=== Exercise details ===
Count the lines below that contain the string "side" and give only that number.

=== Supplied material ===
..........

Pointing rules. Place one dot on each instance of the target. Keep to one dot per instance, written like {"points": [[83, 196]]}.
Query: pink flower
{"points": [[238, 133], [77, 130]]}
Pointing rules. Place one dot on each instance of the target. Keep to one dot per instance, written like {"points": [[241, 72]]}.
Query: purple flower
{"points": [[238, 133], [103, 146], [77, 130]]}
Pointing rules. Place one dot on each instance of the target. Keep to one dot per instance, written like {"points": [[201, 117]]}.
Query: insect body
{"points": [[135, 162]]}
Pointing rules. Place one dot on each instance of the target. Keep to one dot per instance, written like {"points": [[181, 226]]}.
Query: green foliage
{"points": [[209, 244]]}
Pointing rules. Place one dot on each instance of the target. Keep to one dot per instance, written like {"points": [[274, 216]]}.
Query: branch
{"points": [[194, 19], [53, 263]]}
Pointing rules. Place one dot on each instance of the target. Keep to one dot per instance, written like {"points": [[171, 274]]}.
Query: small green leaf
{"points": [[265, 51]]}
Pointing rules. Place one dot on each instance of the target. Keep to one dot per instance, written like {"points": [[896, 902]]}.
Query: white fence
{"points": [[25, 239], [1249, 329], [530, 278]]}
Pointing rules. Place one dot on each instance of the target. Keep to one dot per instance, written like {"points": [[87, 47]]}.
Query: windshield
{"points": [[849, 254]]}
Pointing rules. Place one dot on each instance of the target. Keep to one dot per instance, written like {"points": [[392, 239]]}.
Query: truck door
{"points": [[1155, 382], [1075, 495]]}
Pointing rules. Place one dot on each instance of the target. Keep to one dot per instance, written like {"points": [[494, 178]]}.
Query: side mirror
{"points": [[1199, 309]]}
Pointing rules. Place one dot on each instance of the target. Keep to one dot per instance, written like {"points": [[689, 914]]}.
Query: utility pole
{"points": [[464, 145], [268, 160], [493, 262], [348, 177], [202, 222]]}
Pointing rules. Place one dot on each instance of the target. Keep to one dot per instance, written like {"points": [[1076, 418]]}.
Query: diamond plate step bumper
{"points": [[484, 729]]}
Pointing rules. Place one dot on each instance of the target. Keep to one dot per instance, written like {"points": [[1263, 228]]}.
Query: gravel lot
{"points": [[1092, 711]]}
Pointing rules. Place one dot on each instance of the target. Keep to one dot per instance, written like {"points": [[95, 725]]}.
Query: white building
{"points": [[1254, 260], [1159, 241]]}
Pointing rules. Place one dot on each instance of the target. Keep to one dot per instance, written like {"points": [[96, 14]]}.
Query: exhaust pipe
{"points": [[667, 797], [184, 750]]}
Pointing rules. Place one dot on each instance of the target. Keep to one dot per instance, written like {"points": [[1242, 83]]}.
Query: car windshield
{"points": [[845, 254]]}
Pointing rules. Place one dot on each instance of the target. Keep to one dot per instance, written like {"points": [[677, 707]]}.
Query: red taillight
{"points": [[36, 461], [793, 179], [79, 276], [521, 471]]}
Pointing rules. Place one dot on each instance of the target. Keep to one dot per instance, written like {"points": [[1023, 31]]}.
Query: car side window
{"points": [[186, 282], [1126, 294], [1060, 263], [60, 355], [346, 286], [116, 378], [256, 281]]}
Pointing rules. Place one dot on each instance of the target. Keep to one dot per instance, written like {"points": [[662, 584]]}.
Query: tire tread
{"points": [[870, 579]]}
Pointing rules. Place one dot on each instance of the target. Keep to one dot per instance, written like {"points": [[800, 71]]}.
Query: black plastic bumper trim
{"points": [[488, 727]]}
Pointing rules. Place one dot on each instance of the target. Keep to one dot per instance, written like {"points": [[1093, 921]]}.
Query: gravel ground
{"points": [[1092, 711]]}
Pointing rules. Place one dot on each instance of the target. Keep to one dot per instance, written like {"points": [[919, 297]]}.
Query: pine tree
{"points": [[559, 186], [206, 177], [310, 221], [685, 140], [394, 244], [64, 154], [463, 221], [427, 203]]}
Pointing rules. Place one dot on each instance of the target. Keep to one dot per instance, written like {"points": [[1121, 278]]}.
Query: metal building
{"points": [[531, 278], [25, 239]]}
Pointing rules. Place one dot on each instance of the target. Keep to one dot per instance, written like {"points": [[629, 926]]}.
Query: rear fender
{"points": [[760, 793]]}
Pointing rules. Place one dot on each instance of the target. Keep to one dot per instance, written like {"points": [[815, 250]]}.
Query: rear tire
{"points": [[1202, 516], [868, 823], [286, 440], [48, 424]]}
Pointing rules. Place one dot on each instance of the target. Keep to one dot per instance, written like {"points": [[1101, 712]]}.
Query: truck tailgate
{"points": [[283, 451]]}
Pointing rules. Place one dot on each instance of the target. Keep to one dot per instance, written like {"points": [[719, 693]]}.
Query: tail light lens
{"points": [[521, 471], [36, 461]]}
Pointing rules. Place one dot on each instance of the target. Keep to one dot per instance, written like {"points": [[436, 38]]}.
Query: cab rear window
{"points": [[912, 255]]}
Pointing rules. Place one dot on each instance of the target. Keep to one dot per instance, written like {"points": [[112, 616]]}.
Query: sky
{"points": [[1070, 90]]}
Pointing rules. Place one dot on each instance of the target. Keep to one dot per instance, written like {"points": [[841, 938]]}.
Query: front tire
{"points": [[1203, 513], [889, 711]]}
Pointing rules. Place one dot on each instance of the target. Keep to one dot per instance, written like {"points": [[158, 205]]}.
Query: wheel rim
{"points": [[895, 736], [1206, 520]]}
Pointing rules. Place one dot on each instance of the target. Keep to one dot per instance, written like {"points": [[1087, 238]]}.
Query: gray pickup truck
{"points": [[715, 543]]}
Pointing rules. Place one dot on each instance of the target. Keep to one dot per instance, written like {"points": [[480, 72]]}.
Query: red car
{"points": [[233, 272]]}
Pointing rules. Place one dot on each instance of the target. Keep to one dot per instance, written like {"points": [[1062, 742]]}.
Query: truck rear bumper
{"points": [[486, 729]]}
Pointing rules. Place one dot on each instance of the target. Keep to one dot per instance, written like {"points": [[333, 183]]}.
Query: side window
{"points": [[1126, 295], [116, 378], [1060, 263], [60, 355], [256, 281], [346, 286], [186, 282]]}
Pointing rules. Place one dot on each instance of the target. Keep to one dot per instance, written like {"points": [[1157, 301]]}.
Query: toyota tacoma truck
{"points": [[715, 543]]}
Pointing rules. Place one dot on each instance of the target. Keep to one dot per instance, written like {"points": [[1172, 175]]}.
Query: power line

..........

=== Written response ===
3